TASK DETAILS — Go through the listing below and output it word for word.

··· ENTRIES SHOWN ···

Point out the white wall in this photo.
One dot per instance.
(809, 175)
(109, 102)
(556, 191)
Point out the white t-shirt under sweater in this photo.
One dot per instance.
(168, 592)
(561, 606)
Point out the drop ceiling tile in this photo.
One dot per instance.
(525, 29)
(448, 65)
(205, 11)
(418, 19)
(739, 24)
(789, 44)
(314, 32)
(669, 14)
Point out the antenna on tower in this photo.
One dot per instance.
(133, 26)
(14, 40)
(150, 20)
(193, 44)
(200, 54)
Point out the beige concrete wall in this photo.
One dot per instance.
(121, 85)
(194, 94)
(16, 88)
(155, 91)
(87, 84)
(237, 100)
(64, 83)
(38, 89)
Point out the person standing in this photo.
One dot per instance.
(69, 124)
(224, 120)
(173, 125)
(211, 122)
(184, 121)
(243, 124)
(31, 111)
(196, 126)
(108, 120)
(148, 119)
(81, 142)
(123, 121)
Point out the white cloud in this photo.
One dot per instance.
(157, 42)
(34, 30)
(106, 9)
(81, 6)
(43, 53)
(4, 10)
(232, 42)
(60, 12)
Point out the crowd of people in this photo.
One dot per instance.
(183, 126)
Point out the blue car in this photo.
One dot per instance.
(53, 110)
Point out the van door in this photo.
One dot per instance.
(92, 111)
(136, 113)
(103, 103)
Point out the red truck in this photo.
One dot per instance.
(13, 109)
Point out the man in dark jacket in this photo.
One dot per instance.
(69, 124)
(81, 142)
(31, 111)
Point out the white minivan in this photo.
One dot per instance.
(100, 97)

···

ANSWER TO THE EXERCISE —
Point out the white wall in this photo.
One dot per instance.
(809, 175)
(109, 102)
(556, 191)
Point out the white t-shirt under sweater in this photo.
One dot per instance.
(168, 592)
(561, 606)
Point out the drop ceiling tile in this photo.
One dot per instance.
(525, 29)
(448, 65)
(205, 11)
(418, 19)
(739, 24)
(789, 44)
(314, 32)
(669, 14)
Point out the antenna on tower in this photo.
One dot per instance.
(133, 26)
(14, 40)
(150, 20)
(193, 44)
(200, 54)
Point out the beige concrete wall in this photo.
One dot per instance.
(121, 85)
(194, 94)
(16, 88)
(155, 91)
(87, 84)
(237, 100)
(64, 83)
(38, 89)
Point out the person standing in this photo.
One dot per instance.
(69, 124)
(224, 120)
(173, 125)
(211, 122)
(184, 121)
(243, 124)
(31, 111)
(196, 126)
(108, 120)
(148, 119)
(81, 142)
(123, 121)
Point out the white cloud in this photo.
One dot per instance.
(157, 42)
(34, 30)
(106, 9)
(81, 6)
(43, 53)
(4, 10)
(232, 42)
(60, 12)
Point out the crowd of people in this photo.
One dot per instance.
(183, 126)
Point out the blue car in this photo.
One dot per instance.
(53, 110)
Point out the van door in this photo.
One dot per instance.
(92, 111)
(136, 113)
(103, 103)
Point out the red truck in this photo.
One dot per instance.
(13, 109)
Point out the man in dark jacket in this photo.
One dot per instance.
(69, 124)
(81, 142)
(31, 111)
Point out the white minivan in this photo.
One dot per instance.
(100, 97)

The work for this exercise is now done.